Start of DATA FOR THE TASK
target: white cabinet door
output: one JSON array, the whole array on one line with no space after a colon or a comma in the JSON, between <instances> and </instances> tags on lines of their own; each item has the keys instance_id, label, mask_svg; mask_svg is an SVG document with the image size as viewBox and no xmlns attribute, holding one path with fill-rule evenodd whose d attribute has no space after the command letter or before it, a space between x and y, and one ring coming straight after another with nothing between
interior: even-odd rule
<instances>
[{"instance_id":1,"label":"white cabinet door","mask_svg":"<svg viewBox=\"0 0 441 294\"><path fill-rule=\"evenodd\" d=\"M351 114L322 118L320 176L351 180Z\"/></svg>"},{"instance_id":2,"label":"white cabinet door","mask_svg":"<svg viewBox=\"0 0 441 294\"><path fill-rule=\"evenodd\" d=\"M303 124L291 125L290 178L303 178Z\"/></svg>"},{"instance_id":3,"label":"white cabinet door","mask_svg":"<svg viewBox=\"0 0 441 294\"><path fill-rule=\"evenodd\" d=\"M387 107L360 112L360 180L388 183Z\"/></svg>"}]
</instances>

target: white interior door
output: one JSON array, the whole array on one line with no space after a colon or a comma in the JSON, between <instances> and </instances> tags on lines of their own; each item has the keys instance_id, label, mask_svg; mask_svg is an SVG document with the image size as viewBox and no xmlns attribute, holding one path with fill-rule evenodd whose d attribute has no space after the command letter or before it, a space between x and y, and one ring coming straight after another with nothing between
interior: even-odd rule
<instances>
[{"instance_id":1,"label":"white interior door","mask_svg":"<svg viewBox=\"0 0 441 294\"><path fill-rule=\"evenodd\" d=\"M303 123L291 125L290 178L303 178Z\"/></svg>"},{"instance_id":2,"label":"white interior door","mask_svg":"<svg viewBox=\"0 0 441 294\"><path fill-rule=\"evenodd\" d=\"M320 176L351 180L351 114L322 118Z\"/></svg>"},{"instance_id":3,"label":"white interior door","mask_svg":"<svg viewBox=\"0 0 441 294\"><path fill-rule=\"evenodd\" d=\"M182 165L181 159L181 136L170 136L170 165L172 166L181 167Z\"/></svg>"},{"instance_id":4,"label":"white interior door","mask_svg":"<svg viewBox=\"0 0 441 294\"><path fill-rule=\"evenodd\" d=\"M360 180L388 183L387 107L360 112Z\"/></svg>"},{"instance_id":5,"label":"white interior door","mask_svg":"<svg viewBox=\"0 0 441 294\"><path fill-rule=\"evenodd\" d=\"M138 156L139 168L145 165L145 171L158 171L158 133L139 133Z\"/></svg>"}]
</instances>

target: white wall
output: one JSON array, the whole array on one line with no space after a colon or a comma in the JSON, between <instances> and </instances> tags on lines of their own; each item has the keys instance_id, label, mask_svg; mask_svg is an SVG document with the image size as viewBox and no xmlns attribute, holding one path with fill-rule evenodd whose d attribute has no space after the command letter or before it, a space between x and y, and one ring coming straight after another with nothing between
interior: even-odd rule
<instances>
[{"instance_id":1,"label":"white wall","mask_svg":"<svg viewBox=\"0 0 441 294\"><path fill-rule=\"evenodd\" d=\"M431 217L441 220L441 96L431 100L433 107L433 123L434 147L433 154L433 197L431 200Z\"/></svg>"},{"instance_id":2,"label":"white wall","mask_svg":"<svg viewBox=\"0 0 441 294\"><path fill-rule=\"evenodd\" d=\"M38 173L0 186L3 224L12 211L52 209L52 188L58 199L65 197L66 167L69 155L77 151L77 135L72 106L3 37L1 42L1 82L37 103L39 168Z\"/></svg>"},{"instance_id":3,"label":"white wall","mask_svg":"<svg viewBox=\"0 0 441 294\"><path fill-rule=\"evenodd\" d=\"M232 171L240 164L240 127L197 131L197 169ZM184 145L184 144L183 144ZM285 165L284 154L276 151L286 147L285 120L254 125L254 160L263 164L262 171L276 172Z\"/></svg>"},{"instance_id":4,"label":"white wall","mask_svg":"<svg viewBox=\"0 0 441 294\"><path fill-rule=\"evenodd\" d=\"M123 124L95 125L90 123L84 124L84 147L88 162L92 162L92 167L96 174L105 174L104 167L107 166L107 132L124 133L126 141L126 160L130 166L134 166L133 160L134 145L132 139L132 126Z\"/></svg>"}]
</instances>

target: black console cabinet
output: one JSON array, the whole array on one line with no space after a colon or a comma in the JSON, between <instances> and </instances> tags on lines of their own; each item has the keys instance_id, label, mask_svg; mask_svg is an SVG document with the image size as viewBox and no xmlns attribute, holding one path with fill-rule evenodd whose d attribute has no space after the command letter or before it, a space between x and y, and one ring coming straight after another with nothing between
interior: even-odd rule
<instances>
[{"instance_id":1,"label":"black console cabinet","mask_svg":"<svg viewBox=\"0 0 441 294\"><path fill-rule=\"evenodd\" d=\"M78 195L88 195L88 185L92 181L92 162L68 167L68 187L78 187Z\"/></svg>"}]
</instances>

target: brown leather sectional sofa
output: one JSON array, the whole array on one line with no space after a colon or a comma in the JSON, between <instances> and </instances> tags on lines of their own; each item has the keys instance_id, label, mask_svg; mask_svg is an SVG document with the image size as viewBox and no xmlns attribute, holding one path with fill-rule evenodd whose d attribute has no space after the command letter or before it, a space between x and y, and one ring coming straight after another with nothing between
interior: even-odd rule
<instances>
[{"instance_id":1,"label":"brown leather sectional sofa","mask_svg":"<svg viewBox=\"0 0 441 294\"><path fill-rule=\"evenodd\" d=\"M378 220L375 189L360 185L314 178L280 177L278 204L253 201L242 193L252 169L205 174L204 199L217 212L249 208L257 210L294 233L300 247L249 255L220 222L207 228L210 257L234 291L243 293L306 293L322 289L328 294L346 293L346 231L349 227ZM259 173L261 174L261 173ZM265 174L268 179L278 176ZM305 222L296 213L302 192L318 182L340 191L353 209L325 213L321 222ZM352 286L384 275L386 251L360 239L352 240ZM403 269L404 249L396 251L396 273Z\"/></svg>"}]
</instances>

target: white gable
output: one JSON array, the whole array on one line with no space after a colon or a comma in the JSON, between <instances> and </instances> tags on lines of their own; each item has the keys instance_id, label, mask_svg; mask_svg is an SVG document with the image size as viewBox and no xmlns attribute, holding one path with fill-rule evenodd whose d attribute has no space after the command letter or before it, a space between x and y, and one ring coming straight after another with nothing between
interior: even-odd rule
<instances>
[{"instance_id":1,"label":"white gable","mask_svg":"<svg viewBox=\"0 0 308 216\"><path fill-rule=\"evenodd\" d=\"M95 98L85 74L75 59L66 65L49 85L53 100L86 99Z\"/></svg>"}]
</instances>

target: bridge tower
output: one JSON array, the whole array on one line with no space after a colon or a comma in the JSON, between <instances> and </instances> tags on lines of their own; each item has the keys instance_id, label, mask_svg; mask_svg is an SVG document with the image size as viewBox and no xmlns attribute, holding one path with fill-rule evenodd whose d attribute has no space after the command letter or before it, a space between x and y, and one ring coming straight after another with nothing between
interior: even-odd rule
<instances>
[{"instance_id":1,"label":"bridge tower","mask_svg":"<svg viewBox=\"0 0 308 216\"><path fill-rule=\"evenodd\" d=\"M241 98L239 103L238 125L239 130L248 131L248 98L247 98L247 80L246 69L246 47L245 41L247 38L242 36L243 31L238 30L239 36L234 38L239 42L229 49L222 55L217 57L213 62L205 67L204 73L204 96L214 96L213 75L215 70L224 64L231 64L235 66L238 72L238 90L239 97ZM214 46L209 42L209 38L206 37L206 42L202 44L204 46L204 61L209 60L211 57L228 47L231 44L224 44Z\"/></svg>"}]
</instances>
End of DATA FOR THE TASK
▶ _EXERCISE DIRECTIONS_: Write out all the records above again, exactly as they stand.

▶ _WRITTEN SOLUTION_:
target: white cabinet door
output: one JSON array, the whole array on one line with no space after a colon or a comma in the JSON, between <instances> and </instances> tags on lines of their own; each item has the keys instance_id, label, mask_svg; mask_svg is an SVG document with the image size as viewBox and no xmlns attribute, holding one path with fill-rule evenodd whose d attribute has no space after the command letter or before it, a space between x and y, and one ring coming straight after another with nothing between
interior: even-odd rule
<instances>
[{"instance_id":1,"label":"white cabinet door","mask_svg":"<svg viewBox=\"0 0 441 294\"><path fill-rule=\"evenodd\" d=\"M351 114L322 118L320 176L351 180Z\"/></svg>"},{"instance_id":2,"label":"white cabinet door","mask_svg":"<svg viewBox=\"0 0 441 294\"><path fill-rule=\"evenodd\" d=\"M303 124L291 125L290 178L303 178Z\"/></svg>"},{"instance_id":3,"label":"white cabinet door","mask_svg":"<svg viewBox=\"0 0 441 294\"><path fill-rule=\"evenodd\" d=\"M387 107L360 112L360 180L388 183Z\"/></svg>"}]
</instances>

target: white interior door
output: one JSON array, the whole array on one line with no space after a colon or a comma in the JSON, between <instances> and </instances> tags on lines of their own; each item has the keys instance_id, label, mask_svg; mask_svg is an SVG document with the image size as viewBox and no xmlns attribute, holding one path with fill-rule evenodd whose d attribute has no space after the command letter or before it, a space between x and y, and one ring coming straight after another with nothing between
interior: even-odd rule
<instances>
[{"instance_id":1,"label":"white interior door","mask_svg":"<svg viewBox=\"0 0 441 294\"><path fill-rule=\"evenodd\" d=\"M303 123L291 125L290 178L303 178Z\"/></svg>"},{"instance_id":2,"label":"white interior door","mask_svg":"<svg viewBox=\"0 0 441 294\"><path fill-rule=\"evenodd\" d=\"M320 176L351 180L351 114L322 118Z\"/></svg>"},{"instance_id":3,"label":"white interior door","mask_svg":"<svg viewBox=\"0 0 441 294\"><path fill-rule=\"evenodd\" d=\"M182 165L181 159L181 136L170 136L170 165L172 166L181 167Z\"/></svg>"},{"instance_id":4,"label":"white interior door","mask_svg":"<svg viewBox=\"0 0 441 294\"><path fill-rule=\"evenodd\" d=\"M360 180L388 183L387 107L360 112Z\"/></svg>"},{"instance_id":5,"label":"white interior door","mask_svg":"<svg viewBox=\"0 0 441 294\"><path fill-rule=\"evenodd\" d=\"M138 156L139 168L145 165L145 171L158 171L158 133L139 133Z\"/></svg>"}]
</instances>

target: white wall
output: one JSON array, the whole array on one line with no space after a colon or a comma in the JSON, between <instances> and </instances> tags on lines of their own; each item has the keys instance_id, label, mask_svg; mask_svg is an SVG document with the image size as viewBox and no xmlns attribute, holding one path with fill-rule evenodd whose d attribute has no space after the command letter or before it, a space between x and y, and one ring coming straight after another with nothing between
interior: even-odd rule
<instances>
[{"instance_id":1,"label":"white wall","mask_svg":"<svg viewBox=\"0 0 441 294\"><path fill-rule=\"evenodd\" d=\"M431 217L441 220L441 96L431 100L433 107L433 123L434 147L433 154L433 197L431 200Z\"/></svg>"},{"instance_id":2,"label":"white wall","mask_svg":"<svg viewBox=\"0 0 441 294\"><path fill-rule=\"evenodd\" d=\"M38 173L0 186L3 224L12 211L52 209L52 188L58 199L65 197L66 167L69 155L77 151L77 135L72 106L3 37L1 42L1 82L37 103L39 168Z\"/></svg>"},{"instance_id":3,"label":"white wall","mask_svg":"<svg viewBox=\"0 0 441 294\"><path fill-rule=\"evenodd\" d=\"M232 171L240 164L240 127L197 131L197 169ZM184 145L184 144L183 144ZM285 165L284 154L276 151L286 147L285 120L254 125L254 160L263 164L262 171L276 172Z\"/></svg>"},{"instance_id":4,"label":"white wall","mask_svg":"<svg viewBox=\"0 0 441 294\"><path fill-rule=\"evenodd\" d=\"M123 124L95 125L90 123L84 124L84 147L88 162L92 162L92 167L96 174L105 174L104 167L107 166L107 132L124 133L126 141L126 160L130 166L134 166L133 160L134 145L132 139L132 126Z\"/></svg>"}]
</instances>

target: black console cabinet
output: one JSON array, the whole array on one line with no space after a colon or a comma in the JSON, between <instances> and </instances> tags on lines of their own; each item has the keys instance_id, label, mask_svg; mask_svg is an SVG document with the image size as viewBox and no xmlns attribute, holding one path with fill-rule evenodd whose d attribute has no space after the command letter or before it, a space between x and y, and one ring coming straight after another with nothing between
interior: even-odd rule
<instances>
[{"instance_id":1,"label":"black console cabinet","mask_svg":"<svg viewBox=\"0 0 441 294\"><path fill-rule=\"evenodd\" d=\"M78 195L88 195L88 185L92 181L92 162L68 167L68 187L78 187Z\"/></svg>"}]
</instances>

target: brown leather sectional sofa
output: one JSON array, the whole array on one line with no space after a colon or a comma in the JSON, between <instances> and </instances> tags on lines of their own; each item has the keys instance_id, label, mask_svg; mask_svg is an SVG document with the image size as viewBox and no xmlns attribute, holding one path with fill-rule evenodd whose d attribute has no space after the command letter or before it, a space between x and y, and one ring coming straight after another with nothing between
interior: even-odd rule
<instances>
[{"instance_id":1,"label":"brown leather sectional sofa","mask_svg":"<svg viewBox=\"0 0 441 294\"><path fill-rule=\"evenodd\" d=\"M378 220L375 189L360 185L314 178L280 177L278 204L253 201L242 193L252 169L205 174L204 199L217 212L249 208L257 210L294 233L300 247L249 255L220 222L207 228L210 257L234 291L243 293L306 293L322 289L328 294L346 293L346 231L349 227ZM259 173L261 174L261 173ZM265 174L268 179L278 176ZM305 222L296 213L302 192L318 182L340 191L353 209L325 213L321 222ZM352 286L384 275L386 251L360 239L352 240ZM403 269L404 249L396 251L396 273Z\"/></svg>"}]
</instances>

target: white gable
output: one JSON array, the whole array on one line with no space after a colon or a comma in the JSON, between <instances> and </instances> tags on lines of their own; each item has the keys instance_id, label, mask_svg; mask_svg is an SVG document with the image size as viewBox and no xmlns attribute, holding one path with fill-rule evenodd whose d attribute has no space after the command letter or before it, a space between x and y, and one ring coming straight after another with nothing between
interior: even-odd rule
<instances>
[{"instance_id":1,"label":"white gable","mask_svg":"<svg viewBox=\"0 0 308 216\"><path fill-rule=\"evenodd\" d=\"M95 98L85 74L75 59L66 65L49 85L53 100L86 99Z\"/></svg>"}]
</instances>

target: bridge tower
output: one JSON array, the whole array on one line with no space after a colon or a comma in the JSON, between <instances> and </instances> tags on lines of their own; each item has the keys instance_id, label, mask_svg; mask_svg is an SVG document with the image size as viewBox and no xmlns attribute, holding one path with fill-rule evenodd whose d attribute has no space after the command letter or before it, a space between x and y, and one ring coming straight after another with nothing between
interior: even-odd rule
<instances>
[{"instance_id":1,"label":"bridge tower","mask_svg":"<svg viewBox=\"0 0 308 216\"><path fill-rule=\"evenodd\" d=\"M241 98L239 103L238 125L239 130L248 131L248 98L247 98L247 80L246 69L246 47L245 41L247 38L242 36L243 31L238 30L239 36L234 38L239 42L229 49L222 55L217 57L213 62L205 67L204 73L204 96L214 96L213 75L215 70L224 64L231 64L235 66L238 72L238 90L239 97ZM214 46L209 42L209 38L206 37L206 42L202 44L204 46L204 61L209 60L211 57L228 47L231 44L224 44Z\"/></svg>"}]
</instances>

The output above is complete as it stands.